Set exercise A:
Answer these questions from the forum post about the cubic-equation method, one per line:
(i) What value does the post derive for xy+yz+zx?
(ii) What value of c does the post obtain?
(iii) Which ordered triples does the post give as (x,y,z)?
Set exercise B: Reproduce everything in the forum post about the cubic-equation method from "If the values" down to "this case .".

Excerpt:
--------------------
Originally Posted by
simplependulum Suppose $\displaystyle x,y,z ~~$ are the roots of a cubic equatiox^3n
we have $\displaystyle x+y+z = 1$ so the equation is $\displaystyle
u^3 - u^2 + bu + c = 0 $
At the same time ,
$\displaystyle x^2 + y^2 + z^2 = (x+y+z)^2 - 2(xy+yz+zx) = 1$ so
$\displaystyle 1 - 2(xy+yz+zx) = 1 \implies xy+yz+zx = 0$
The equation :$\displaystyle u^3 - u^2 + c = 0 $
And
$\displaystyle x^3 = x^3 - x^2 + c + ( x^2 - x + \frac{c}{x}) - c + x - \frac{c}{x} = 0+0 - c + x - \frac{c}{x} = x - c - \frac{c}{x}$
So $\displaystyle x^3 + y^3 + z^3 = x+y+z - c-c-c - c (\frac{1}{x} + \frac{1}{y} + \frac{1}{z}) = 1 - 3c - c [ \frac{ xy+yz+zx}{xyz}] = 1-3c $
It is given that $\displaystyle x^3 + y^3 + z^3 = 1$
Therefore , $\displaystyle 1 = 1-3c \implies c = 0$
The equation is u^3 - u^2 = 0
u = 0 , 0, 1
Therefore , (x,y,z) = (0,0,1),(0,1,0),(1,0,0)
If the values of the right hand sides are not 1,the above method can be applied to solve it , It is not just used to prove the set of the solution is (0,0,1) in this case .
--------------------
Provided records:
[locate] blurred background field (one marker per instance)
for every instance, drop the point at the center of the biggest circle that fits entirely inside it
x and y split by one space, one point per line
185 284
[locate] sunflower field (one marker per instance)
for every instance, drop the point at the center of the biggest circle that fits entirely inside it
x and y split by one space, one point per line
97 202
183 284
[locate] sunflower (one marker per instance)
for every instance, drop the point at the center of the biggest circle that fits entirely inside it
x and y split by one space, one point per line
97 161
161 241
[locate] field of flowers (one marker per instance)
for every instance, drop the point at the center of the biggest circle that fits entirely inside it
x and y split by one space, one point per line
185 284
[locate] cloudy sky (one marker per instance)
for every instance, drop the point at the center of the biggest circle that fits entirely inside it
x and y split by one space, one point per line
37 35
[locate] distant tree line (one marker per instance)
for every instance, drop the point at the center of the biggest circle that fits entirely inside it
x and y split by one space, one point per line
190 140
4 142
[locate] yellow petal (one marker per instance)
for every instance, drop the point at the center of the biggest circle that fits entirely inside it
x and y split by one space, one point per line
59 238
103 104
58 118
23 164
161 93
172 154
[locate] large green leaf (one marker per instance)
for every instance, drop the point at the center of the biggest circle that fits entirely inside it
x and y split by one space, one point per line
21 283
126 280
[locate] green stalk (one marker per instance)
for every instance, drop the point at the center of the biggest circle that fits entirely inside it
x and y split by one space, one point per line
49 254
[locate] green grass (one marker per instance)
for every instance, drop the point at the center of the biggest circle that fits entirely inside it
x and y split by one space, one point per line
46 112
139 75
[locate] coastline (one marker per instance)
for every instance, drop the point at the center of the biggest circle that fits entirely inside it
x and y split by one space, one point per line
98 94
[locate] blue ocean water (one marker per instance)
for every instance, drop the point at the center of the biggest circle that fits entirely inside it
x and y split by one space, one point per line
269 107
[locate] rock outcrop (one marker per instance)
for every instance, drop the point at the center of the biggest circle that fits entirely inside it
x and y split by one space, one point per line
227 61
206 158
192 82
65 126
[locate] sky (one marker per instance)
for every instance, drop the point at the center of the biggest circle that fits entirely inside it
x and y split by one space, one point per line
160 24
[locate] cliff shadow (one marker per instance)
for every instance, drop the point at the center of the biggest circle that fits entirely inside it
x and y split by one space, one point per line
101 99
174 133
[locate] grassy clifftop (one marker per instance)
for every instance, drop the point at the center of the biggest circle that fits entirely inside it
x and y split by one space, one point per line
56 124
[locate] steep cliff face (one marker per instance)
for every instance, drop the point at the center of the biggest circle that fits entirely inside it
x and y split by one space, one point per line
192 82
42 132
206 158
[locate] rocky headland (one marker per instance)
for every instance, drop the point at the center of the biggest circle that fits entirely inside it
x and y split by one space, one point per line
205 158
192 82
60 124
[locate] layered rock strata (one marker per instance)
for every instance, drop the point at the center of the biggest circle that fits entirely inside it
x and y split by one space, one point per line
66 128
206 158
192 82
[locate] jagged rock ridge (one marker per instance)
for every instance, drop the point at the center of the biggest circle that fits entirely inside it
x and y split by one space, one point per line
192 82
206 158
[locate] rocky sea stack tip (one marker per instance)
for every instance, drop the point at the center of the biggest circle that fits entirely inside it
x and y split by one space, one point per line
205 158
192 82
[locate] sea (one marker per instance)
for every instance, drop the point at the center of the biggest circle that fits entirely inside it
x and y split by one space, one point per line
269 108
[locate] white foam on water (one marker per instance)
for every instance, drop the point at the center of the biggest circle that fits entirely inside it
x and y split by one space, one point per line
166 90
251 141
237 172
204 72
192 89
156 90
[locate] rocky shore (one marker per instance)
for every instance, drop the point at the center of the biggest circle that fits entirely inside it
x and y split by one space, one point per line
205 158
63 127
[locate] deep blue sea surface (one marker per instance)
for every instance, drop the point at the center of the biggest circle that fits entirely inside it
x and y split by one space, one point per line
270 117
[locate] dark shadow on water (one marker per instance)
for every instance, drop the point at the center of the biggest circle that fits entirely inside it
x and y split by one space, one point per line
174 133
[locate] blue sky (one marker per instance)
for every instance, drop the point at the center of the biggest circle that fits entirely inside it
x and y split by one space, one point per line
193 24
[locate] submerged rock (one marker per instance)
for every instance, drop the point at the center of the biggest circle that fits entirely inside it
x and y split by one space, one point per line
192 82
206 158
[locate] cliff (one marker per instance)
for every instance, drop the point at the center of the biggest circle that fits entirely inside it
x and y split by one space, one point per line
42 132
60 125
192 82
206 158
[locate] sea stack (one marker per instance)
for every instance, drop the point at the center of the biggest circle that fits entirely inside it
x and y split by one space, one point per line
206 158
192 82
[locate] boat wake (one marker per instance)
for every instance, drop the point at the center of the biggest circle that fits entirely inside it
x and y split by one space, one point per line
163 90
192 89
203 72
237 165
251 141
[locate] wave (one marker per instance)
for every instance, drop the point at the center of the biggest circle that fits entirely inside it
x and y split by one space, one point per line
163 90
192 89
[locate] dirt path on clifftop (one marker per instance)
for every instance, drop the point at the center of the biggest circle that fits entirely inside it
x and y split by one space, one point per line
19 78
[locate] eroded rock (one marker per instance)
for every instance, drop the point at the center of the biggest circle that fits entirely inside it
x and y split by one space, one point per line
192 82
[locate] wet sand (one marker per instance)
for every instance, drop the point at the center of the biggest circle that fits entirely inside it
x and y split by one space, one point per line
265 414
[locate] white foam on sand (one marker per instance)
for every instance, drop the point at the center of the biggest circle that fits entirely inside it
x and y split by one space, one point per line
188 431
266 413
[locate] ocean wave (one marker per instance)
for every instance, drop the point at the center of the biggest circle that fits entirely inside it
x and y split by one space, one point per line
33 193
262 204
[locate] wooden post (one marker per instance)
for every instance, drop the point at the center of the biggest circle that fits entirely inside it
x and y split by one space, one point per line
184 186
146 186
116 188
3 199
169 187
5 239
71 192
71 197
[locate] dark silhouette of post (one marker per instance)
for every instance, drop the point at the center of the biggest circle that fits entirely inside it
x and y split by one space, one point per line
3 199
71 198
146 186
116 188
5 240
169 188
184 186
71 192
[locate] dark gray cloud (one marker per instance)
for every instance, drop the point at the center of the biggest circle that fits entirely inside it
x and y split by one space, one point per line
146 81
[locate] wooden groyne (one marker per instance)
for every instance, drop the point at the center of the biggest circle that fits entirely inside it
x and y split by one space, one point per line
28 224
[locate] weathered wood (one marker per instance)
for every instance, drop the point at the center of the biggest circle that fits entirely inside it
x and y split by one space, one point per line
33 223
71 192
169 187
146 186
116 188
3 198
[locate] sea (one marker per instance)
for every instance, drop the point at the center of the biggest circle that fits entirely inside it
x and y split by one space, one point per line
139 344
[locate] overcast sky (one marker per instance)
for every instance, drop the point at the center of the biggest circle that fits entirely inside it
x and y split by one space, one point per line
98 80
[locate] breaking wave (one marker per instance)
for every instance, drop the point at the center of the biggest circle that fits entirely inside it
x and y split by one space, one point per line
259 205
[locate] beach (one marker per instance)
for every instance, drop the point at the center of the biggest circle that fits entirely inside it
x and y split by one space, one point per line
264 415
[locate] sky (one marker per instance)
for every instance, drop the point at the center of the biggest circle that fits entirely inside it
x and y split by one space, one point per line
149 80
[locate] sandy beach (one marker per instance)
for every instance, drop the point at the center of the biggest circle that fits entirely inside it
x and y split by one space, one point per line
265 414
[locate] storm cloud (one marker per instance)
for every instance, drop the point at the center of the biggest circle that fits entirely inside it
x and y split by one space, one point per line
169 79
--------------------
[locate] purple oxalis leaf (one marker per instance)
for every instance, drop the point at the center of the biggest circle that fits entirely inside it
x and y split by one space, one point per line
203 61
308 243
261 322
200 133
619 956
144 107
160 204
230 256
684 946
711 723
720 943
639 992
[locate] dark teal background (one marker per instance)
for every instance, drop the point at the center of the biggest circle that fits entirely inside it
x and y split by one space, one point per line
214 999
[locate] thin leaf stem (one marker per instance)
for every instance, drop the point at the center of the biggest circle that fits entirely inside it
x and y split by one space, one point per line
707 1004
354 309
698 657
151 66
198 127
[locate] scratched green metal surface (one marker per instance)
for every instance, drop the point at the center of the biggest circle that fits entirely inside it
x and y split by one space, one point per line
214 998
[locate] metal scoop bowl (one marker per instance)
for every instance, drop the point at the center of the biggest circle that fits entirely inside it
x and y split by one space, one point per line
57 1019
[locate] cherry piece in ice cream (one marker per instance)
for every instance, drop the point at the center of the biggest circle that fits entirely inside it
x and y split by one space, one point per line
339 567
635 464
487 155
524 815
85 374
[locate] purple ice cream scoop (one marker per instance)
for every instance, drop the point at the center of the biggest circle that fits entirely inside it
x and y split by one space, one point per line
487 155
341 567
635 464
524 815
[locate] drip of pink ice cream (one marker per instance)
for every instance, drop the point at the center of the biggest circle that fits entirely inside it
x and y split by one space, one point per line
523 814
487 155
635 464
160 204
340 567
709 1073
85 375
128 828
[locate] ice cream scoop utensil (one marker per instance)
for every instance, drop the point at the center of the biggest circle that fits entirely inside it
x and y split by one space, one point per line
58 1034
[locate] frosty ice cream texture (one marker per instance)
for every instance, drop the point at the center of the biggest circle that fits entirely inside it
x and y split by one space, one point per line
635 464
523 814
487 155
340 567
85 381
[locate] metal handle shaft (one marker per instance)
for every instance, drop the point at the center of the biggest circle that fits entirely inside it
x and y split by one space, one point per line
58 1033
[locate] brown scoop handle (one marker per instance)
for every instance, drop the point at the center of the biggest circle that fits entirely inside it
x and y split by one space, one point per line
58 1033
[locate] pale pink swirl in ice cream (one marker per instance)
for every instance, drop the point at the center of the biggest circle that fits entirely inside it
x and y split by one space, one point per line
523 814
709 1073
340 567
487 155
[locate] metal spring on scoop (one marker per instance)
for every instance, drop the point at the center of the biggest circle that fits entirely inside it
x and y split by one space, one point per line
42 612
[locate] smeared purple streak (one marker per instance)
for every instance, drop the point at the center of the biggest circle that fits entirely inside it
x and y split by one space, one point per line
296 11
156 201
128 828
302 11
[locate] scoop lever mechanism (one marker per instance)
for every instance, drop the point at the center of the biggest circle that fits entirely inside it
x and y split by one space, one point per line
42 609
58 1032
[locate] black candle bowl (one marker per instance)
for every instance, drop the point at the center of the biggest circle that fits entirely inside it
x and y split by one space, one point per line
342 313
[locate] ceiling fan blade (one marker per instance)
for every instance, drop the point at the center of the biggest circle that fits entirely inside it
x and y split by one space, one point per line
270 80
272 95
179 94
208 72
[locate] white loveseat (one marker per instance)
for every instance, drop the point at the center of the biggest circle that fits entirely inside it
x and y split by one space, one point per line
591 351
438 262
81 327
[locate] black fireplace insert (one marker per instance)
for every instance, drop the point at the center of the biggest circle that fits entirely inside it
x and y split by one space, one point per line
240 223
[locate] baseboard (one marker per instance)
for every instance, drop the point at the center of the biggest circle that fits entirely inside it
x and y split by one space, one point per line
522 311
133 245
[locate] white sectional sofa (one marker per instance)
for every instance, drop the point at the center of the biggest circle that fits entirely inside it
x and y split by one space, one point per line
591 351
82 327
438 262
--------------------
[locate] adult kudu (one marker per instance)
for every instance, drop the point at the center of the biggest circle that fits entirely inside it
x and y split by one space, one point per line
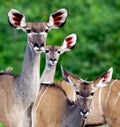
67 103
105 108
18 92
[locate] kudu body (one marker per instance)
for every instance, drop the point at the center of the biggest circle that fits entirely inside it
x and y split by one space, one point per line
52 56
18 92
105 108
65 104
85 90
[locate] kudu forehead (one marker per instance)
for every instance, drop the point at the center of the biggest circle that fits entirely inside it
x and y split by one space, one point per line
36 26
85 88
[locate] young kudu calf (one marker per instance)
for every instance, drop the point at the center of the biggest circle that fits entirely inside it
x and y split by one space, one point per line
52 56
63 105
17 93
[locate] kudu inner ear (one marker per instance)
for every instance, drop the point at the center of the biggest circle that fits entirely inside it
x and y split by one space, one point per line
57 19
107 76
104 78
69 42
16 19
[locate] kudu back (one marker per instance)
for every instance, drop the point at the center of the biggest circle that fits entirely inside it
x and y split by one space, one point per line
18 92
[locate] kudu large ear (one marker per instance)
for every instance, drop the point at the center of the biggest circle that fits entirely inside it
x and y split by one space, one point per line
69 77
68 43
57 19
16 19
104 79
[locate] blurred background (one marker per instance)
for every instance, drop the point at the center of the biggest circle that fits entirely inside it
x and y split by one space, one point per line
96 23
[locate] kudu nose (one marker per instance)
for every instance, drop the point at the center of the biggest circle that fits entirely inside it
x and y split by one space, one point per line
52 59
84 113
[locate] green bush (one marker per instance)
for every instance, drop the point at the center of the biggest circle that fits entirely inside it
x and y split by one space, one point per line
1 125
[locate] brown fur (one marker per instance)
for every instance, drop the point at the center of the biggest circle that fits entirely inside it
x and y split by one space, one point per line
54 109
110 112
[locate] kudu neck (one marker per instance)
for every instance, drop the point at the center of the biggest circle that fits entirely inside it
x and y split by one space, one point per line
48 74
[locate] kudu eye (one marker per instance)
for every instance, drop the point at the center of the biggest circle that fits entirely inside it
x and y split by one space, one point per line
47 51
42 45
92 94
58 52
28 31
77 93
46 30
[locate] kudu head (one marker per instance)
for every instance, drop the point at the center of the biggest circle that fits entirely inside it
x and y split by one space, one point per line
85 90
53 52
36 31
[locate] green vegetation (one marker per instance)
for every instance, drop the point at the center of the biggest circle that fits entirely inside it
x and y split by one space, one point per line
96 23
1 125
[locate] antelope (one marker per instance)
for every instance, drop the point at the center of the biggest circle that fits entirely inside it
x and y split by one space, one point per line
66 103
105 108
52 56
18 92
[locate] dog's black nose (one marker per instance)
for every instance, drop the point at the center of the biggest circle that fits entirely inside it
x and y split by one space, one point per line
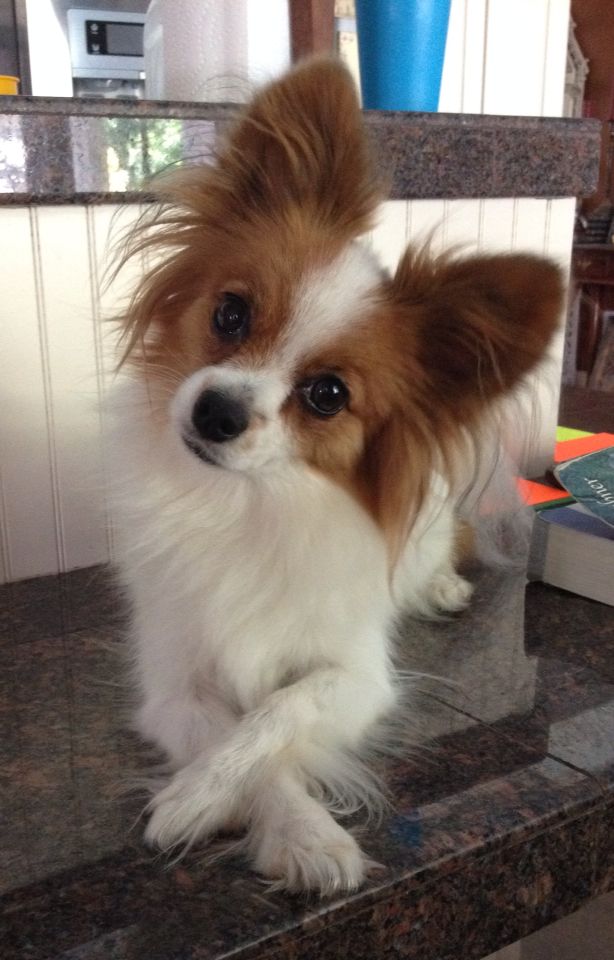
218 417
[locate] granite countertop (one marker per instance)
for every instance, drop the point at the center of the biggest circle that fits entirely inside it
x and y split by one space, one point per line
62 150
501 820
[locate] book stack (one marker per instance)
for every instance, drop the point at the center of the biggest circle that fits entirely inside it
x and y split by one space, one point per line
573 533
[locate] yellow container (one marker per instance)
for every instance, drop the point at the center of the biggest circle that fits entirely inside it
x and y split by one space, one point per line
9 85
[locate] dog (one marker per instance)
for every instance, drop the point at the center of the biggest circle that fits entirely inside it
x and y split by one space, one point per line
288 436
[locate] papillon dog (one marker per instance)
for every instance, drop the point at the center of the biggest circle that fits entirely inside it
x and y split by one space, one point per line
--------------------
Worked solution A:
(i) 0
(ii) 0
(iii) (0,0,1), (0,1,0), (1,0,0)

Worked solution B:
If the values of the right hand sides are not 1,the above method can be applied to solve it , It is not just used to prove the set of the solution is (0,0,1) in this case .